▸ GOAL OF THE EXERCISE
Starting at the line with "Question. For every instance of the cap", retype each line exactly up to and including the final line of the records below.
· · ·
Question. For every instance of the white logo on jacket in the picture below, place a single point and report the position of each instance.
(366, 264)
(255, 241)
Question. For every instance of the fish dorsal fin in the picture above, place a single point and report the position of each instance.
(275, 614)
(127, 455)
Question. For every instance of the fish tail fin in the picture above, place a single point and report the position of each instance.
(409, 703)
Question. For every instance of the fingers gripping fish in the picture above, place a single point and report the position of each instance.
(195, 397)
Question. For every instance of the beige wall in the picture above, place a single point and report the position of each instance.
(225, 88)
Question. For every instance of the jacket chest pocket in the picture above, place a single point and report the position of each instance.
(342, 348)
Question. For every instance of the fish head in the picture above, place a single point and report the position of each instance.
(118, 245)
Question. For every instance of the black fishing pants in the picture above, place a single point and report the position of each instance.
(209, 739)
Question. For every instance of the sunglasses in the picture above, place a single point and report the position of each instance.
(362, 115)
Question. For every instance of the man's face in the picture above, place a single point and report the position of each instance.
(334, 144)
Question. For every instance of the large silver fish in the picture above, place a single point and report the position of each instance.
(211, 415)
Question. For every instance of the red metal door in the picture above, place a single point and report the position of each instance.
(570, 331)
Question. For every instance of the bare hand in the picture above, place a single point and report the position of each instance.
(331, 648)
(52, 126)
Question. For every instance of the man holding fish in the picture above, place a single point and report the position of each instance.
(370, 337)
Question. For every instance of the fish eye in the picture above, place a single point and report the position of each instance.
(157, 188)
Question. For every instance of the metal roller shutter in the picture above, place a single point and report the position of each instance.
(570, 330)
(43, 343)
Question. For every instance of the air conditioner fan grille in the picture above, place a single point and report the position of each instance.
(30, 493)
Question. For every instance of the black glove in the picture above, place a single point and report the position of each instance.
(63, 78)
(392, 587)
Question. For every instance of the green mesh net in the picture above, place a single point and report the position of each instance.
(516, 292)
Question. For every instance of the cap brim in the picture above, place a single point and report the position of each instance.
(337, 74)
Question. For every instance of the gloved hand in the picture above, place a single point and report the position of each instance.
· · ·
▸ TASK ANSWER
Question. For every instance of the cap brim in the picture above, place a single point and report the position of each instance.
(337, 74)
Question. For every instance of the gloved hand in the picture above, place a single point and report the position of each instance.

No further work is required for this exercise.